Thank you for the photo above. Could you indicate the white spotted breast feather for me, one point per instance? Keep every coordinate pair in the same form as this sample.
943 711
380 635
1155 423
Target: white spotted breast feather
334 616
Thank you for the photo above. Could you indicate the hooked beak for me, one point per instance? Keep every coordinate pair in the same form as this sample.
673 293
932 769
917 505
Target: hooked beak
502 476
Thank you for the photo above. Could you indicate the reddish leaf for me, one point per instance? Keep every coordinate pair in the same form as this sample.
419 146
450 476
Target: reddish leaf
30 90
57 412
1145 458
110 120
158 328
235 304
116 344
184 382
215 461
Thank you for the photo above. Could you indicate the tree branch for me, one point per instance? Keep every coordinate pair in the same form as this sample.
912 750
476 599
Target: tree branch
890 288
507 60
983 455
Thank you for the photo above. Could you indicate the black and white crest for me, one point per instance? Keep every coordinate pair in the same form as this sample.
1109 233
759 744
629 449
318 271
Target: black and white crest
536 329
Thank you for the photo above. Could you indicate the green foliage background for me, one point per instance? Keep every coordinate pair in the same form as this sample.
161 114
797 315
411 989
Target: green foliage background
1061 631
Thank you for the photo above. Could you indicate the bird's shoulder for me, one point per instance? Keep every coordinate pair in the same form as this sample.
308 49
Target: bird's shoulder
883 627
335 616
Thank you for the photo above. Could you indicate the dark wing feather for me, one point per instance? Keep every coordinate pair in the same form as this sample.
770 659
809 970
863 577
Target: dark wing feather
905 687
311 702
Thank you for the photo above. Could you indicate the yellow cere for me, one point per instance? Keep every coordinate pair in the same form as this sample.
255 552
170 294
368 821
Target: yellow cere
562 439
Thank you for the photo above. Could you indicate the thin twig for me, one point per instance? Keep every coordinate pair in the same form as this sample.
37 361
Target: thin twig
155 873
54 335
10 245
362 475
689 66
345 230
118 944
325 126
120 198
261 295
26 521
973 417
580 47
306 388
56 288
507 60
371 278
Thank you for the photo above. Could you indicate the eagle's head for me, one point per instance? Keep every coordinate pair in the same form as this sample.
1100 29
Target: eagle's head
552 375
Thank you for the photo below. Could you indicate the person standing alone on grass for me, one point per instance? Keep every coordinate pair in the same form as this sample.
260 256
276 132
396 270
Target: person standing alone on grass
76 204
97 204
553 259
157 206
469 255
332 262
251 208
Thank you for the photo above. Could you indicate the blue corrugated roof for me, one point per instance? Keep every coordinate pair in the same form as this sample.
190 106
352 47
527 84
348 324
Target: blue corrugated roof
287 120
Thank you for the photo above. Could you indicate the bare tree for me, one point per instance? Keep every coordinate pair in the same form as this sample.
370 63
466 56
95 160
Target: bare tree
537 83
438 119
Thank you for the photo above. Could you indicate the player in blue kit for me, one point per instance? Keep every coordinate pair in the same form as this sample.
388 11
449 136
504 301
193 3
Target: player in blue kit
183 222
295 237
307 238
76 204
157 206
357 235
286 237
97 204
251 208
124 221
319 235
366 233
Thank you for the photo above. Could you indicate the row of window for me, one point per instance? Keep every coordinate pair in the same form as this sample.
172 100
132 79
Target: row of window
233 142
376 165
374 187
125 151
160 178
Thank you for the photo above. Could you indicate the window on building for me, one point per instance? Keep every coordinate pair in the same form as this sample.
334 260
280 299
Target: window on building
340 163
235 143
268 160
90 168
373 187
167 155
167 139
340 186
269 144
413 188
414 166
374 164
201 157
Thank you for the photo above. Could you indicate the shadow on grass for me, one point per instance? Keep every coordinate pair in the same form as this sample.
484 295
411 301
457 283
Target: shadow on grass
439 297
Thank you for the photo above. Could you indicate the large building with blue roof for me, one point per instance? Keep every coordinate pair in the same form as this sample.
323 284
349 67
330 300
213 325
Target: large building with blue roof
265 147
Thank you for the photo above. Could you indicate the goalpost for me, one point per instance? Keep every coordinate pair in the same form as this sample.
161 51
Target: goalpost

• [Requirements]
Reproduce the data above verbatim, line by line and in its original order, without altering any character.

• [Expected output]
Thank you for the photo above. Could you indicate the white spotted breast feather for me, one point per instance? Keep every coordinate pair in the same form as this sample.
943 711
380 635
1155 423
Target: white spotted breast feather
334 616
Thank you for the photo above. Could you indicate the hooked beak for me, one point per instance? Keep every coordinate pair in the same form as this sample.
673 293
932 769
917 505
Target: hooked beak
502 476
Thank you for the photo above. Could you indicate the reddish leaf for me, one point per instance? Keep every coordinate pair in the same form as this sample.
419 146
450 476
Target: reddish leaf
30 90
57 412
1145 458
110 120
158 328
235 304
116 344
184 382
215 461
Thank you for the photo above. Could you indicate the tree branch for me, one point per instance? Keep every coordinate pair in the same form as this sample.
912 750
476 599
Target: tree branch
890 288
507 60
983 455
Thank you for the photo above. Could you indicate the black and white crest for me, one point per instance? Keep every coordinate pair in the same form as this sample.
1109 233
759 744
629 449
318 271
Target: black and white crest
536 329
Thank you for the photo above. Could you indicate the green foliage background for me, one point per instance? Keep every coordinate pair in the same form as this sample.
161 114
797 315
411 989
Target: green foliage background
1061 631
Thank you for the photo above. Could you indicate the bird's shoulder for me, one point per instance? Keep every coordinate pair in the same form as this sample.
308 49
Target: bird's shoulder
883 627
335 616
Thank you for the photo above. Could you indicate the dark wing feather for me, one point per instance? Keep every coordinate pair in the same form as this sample.
770 659
809 970
863 577
Target: dark wing feather
905 687
311 702
Thank you for the photo above. Could you indicate the yellow cere for me, one point per instance? Keep every coordinate pair in the same form as this sample.
255 552
170 294
368 821
Target: yellow cere
562 439
Thank you for the photo above. Could you indicate the thin twig for me, one point per instance? Keep every coordinate pair in the same form as this sample.
37 361
Target: thin twig
155 873
54 335
10 245
362 475
689 66
345 230
118 944
325 126
120 198
261 295
26 521
973 417
580 47
306 388
56 288
507 60
371 278
Thank you for the photo above. Could you indicate the eagle's head for me, one point per instance? Keep every coordinate pair in the same form as this sample.
1100 29
Target: eagle's head
552 375
Thank you for the photo below. Could you indicate the person standing alone on grass for me, one point per instance? Keep every coordinate pair in the same form as this sample.
260 256
276 132
396 270
Target: person standing alone on grass
76 204
97 204
553 259
157 206
469 255
332 262
251 208
Thank you for the photo above. Could you indicate the blue corrugated roof for me, one point per instance? Keep every coordinate pair in the same form as this sample.
190 106
352 47
527 84
348 324
Target: blue corrugated roof
287 120
Thank you for the photo above. Could you indicate the bare tree for me, one point per instance? Keep every coordinate pair in the same form as this sample.
370 63
466 56
95 160
Target: bare tree
537 83
438 119
Thank you for the photo above. Could you indicate the player in blue kit for me, one point per instance? Keep every coordinate pair in the same form as this sample.
388 11
449 136
504 301
193 3
Target: player in blue kit
183 222
295 237
307 238
76 204
157 206
357 235
286 237
97 204
251 208
124 221
319 235
366 233
Thank you for the photo above. Could you indicate the row of window for me, one point per instance? Keep every coordinate pair in the same form as this sample.
172 100
132 79
Target: row of window
233 142
376 165
374 187
125 151
160 178
Thank you for the photo above. Could you indicate the window on building for me, one point per instance? Keep every coordinate pair in the same form as this sample.
334 260
280 299
Target: window on building
340 163
235 143
268 160
90 168
373 187
167 155
167 139
340 186
269 144
413 188
414 166
374 164
201 157
Thank you for the photo above. Could you indicate the shadow on grass for me, one point per instance? Keep every coordinate pair in the same form as this sample.
484 295
411 301
457 283
Target: shadow on grass
439 297
Thank you for the photo above. Could you indicate the large building with blue roof for me, one point per instance? Keep every coordinate pair in the same form as this sample.
323 284
349 67
330 300
213 325
Target: large building with blue roof
265 147
Thank you for the photo above. Could you indicate the goalpost for me, one point per instance? Keep every coordinate pair in the same form as this sample.
161 51
Target: goalpost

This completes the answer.